● **Request**
Reproduce word for word every line of the items below, from the line containing "Would you be so kind as to detect the palm" through the end of the items. Leave the pictures out of your answer.
:: Record list
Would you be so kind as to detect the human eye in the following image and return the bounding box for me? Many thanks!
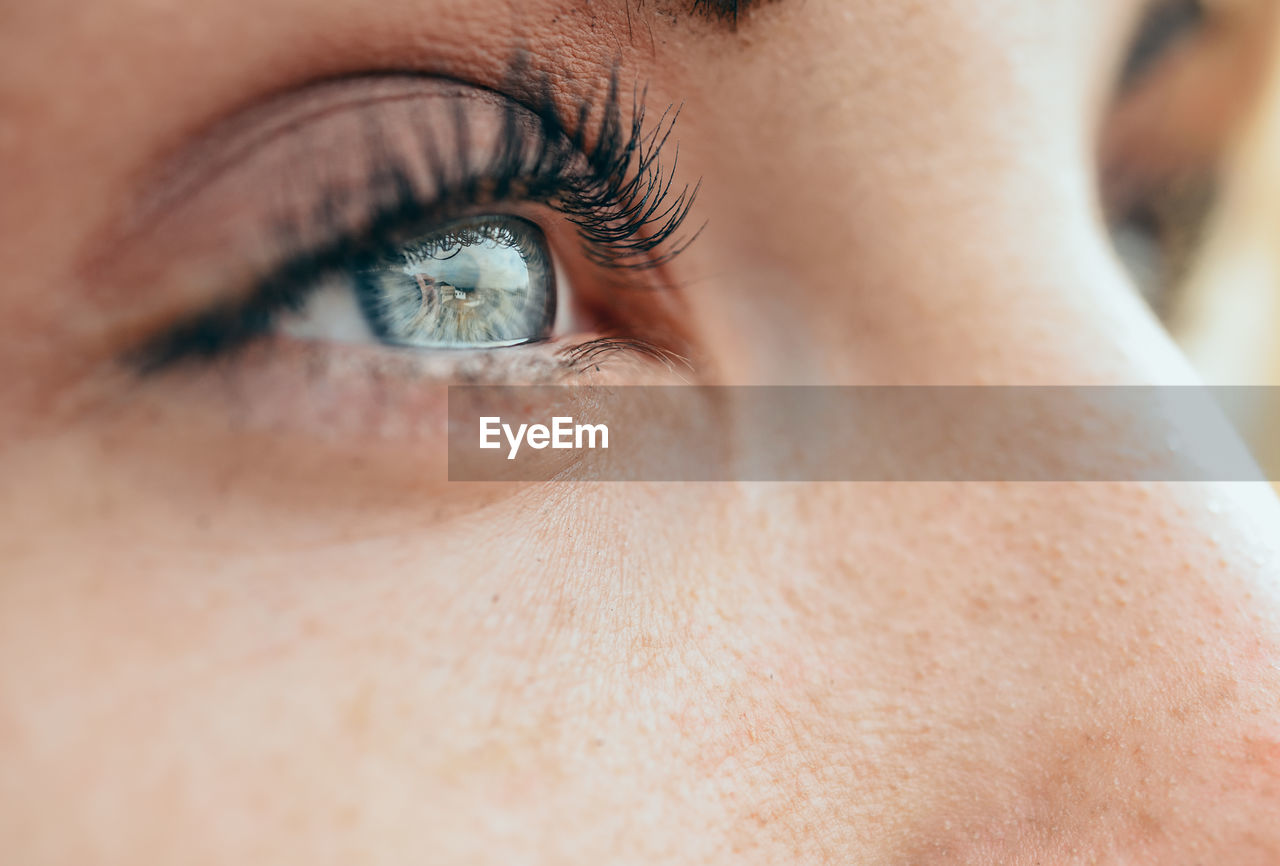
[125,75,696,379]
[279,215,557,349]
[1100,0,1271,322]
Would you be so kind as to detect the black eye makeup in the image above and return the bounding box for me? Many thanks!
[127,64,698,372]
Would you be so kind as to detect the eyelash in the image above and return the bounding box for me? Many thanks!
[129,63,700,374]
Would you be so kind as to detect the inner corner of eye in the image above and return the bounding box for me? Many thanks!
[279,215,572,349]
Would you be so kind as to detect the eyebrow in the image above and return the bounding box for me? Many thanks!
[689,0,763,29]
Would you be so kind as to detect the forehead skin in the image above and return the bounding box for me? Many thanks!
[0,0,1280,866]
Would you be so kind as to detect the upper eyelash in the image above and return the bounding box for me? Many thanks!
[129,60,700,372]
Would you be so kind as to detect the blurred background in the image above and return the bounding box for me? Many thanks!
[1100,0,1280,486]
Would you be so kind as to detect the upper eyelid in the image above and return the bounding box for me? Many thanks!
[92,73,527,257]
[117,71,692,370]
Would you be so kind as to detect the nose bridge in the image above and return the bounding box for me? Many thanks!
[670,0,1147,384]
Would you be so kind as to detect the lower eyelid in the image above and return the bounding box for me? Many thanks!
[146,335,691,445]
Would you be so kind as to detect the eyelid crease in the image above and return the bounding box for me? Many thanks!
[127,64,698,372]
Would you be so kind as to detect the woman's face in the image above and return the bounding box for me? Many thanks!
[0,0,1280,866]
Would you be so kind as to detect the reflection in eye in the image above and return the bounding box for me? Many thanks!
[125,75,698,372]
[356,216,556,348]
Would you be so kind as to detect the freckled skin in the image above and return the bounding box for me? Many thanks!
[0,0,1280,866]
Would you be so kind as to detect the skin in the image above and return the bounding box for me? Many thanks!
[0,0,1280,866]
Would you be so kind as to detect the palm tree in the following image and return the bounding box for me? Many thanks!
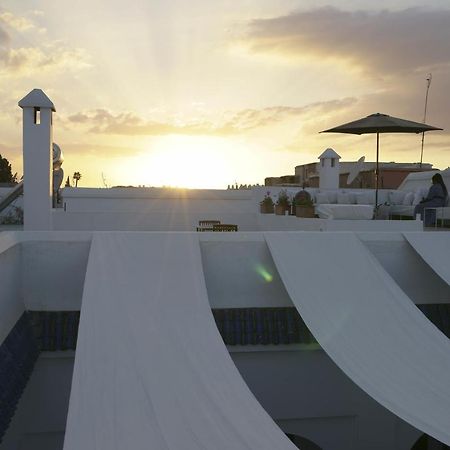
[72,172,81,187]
::::
● **The response**
Would you be so kind as to detect the palm tree in the following image and return the bounding box for me? Many thanks!
[72,172,81,187]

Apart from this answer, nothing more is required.